> [What to work on]:
Reproduce word for word the stretch of the data below from the line containing "Would you please identify the blue sky" through the line containing "column 354, row 226", with both of those lines included.

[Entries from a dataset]
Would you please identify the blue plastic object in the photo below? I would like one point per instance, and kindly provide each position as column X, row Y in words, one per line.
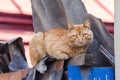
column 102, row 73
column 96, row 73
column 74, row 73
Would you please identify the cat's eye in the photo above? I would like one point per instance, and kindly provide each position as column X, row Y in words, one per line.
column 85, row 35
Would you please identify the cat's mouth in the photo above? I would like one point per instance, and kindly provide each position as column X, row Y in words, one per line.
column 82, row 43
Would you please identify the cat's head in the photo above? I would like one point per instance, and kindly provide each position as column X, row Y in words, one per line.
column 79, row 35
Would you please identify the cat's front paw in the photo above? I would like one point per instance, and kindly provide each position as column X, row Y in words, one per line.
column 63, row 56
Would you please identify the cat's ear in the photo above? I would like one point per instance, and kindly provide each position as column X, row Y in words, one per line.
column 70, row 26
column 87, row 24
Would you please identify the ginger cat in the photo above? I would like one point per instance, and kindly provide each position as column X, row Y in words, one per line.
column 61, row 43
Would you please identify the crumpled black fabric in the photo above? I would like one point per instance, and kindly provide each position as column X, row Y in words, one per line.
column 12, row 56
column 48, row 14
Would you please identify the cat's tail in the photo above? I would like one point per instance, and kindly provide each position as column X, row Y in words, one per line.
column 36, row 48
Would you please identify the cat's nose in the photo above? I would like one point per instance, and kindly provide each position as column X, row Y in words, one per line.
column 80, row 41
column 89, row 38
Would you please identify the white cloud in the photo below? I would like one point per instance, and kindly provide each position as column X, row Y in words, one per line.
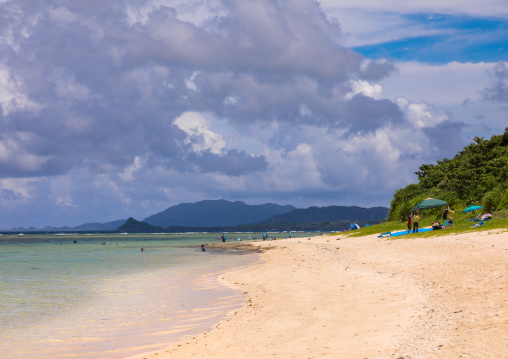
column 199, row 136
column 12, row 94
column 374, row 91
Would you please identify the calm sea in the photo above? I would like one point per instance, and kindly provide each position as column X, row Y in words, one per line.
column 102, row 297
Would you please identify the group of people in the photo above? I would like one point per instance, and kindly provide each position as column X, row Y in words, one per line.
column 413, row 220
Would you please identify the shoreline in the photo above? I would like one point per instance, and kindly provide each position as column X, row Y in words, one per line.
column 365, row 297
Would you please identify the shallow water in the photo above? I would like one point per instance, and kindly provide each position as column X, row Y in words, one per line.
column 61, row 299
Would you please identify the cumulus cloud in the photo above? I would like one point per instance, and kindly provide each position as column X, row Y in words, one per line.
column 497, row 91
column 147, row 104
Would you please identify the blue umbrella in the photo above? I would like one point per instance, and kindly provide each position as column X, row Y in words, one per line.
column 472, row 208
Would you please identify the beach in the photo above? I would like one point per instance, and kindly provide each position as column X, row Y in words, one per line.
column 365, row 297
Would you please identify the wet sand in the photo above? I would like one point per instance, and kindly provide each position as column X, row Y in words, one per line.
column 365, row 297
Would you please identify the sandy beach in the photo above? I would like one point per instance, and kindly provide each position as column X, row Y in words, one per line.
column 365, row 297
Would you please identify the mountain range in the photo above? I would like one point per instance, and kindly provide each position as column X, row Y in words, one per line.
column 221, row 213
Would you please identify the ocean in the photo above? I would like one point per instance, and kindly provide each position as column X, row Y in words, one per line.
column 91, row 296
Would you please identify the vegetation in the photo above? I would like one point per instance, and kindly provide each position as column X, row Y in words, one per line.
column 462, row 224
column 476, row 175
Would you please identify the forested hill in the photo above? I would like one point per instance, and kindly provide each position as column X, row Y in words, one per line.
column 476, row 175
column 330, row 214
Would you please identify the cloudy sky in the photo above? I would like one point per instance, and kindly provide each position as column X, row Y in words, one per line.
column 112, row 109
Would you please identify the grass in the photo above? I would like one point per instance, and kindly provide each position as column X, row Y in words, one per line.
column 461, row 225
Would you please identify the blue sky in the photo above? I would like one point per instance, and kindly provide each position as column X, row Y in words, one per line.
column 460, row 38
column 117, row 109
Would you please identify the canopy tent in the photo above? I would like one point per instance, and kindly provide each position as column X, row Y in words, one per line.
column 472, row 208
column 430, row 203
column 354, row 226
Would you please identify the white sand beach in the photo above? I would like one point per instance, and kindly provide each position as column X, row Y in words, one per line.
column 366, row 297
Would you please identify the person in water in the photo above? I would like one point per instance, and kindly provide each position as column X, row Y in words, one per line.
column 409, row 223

> [Answer to the exercise]:
Would you please identify the blue sky in the photo above? I would like one point per instance, and kindly provide each position as column X, row Y in words, one per line.
column 460, row 38
column 117, row 109
Would you please identify the canopy tent in the photo above? I would like one point per instance, and kindly provide each position as column X, row Y in words, one per line.
column 472, row 208
column 430, row 203
column 354, row 226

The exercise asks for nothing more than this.